**Exercise description**
Copy out each line of the data that holds the word "window".

**Exercise materials**
****************************************

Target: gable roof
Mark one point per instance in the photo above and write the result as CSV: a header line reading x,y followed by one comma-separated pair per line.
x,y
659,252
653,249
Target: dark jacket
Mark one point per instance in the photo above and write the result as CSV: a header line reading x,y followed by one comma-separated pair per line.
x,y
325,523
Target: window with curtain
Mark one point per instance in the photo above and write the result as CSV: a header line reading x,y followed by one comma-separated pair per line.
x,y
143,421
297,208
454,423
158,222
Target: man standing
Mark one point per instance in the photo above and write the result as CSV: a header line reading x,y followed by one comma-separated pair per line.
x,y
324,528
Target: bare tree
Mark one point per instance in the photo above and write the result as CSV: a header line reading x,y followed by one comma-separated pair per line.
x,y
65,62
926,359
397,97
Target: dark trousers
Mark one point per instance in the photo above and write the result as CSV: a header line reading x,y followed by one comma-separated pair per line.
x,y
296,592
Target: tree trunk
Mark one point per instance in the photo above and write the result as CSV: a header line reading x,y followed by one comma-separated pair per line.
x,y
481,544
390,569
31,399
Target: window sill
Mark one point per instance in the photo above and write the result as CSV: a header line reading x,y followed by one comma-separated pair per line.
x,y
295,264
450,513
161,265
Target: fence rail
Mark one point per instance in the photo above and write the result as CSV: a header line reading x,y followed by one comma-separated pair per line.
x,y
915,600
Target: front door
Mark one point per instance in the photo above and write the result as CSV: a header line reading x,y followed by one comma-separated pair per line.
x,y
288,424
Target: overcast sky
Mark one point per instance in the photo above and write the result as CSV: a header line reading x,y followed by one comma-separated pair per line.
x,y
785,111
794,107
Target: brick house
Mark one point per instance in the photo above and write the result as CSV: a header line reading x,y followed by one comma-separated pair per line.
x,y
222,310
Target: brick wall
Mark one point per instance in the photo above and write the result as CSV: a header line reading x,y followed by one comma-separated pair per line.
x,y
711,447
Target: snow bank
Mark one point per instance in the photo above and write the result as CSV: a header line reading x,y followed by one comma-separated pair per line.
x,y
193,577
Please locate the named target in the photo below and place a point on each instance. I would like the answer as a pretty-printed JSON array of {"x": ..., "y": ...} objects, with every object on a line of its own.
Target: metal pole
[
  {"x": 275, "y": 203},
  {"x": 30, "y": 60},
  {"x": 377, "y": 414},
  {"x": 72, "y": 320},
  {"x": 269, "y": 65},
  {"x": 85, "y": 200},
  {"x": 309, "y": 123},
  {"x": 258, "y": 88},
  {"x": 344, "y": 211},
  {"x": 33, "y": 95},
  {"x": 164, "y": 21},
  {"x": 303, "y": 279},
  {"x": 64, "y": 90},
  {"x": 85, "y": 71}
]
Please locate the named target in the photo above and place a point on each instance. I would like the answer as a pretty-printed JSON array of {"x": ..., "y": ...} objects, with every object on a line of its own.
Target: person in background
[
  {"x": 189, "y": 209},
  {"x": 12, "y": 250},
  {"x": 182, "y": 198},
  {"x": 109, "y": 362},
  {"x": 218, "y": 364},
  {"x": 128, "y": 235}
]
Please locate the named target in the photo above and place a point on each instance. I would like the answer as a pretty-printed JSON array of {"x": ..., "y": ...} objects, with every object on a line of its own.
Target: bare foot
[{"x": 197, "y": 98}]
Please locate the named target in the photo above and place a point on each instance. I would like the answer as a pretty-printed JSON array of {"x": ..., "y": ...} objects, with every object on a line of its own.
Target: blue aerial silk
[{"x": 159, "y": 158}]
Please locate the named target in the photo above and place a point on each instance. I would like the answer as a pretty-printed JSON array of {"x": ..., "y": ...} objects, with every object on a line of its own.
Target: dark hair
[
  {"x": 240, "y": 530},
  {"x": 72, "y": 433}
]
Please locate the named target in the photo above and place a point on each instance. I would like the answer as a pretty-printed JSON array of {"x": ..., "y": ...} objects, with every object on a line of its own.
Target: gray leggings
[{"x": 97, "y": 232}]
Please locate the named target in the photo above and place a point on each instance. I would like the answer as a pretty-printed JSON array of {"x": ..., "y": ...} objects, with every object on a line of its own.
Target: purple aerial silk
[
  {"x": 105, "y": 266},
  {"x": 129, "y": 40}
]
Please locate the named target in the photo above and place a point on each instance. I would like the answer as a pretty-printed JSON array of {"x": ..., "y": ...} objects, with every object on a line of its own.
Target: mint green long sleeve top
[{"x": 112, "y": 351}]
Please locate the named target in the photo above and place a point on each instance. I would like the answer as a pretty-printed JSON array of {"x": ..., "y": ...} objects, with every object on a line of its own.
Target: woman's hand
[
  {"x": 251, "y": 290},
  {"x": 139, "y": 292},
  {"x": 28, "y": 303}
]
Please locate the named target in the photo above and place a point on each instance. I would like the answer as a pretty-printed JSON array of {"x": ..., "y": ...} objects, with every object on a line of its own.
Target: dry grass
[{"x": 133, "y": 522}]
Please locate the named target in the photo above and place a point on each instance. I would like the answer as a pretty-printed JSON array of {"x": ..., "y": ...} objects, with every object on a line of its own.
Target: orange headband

****************************************

**Task answer**
Target: window with curtain
Target: window sill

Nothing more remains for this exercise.